_ABOUT THIS EXERCISE_
From the entries, copy out every line in which the word "flagpole" is found.

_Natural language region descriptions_
──────────────────────────────
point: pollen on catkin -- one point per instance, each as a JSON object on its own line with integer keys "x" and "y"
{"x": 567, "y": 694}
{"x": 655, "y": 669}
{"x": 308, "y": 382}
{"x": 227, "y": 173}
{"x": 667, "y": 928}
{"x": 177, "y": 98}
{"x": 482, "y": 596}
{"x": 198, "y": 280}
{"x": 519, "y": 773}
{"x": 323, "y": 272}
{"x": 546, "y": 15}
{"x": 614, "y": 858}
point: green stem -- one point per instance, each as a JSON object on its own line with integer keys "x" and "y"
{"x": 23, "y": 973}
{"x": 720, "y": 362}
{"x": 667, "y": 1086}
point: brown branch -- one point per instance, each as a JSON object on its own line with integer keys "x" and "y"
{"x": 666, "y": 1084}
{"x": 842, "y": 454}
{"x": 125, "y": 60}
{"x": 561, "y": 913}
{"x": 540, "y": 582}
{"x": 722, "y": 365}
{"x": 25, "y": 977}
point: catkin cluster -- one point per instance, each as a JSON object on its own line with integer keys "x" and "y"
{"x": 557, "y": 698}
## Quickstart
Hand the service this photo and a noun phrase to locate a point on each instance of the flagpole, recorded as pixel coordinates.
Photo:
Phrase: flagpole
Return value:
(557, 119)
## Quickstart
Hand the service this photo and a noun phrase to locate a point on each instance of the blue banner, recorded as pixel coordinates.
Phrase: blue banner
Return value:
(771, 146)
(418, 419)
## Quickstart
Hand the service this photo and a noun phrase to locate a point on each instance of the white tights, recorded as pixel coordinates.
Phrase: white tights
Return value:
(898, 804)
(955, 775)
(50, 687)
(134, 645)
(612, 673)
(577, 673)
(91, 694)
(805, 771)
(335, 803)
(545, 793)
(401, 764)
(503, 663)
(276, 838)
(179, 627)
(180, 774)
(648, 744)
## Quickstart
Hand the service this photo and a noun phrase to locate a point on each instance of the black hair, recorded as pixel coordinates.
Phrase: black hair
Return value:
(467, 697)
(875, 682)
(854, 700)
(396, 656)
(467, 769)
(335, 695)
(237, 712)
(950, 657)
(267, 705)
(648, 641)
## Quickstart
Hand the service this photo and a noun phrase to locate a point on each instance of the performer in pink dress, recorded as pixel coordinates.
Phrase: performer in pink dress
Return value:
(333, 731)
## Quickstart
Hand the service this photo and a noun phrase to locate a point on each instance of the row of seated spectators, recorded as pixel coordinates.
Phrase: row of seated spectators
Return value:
──────────────────────────────
_ANSWER SPACE_
Hand the service this photo and a noun phrase to locate a point on each instance of the flagpole, recorded as pixel coordinates.
Phrase: flagpole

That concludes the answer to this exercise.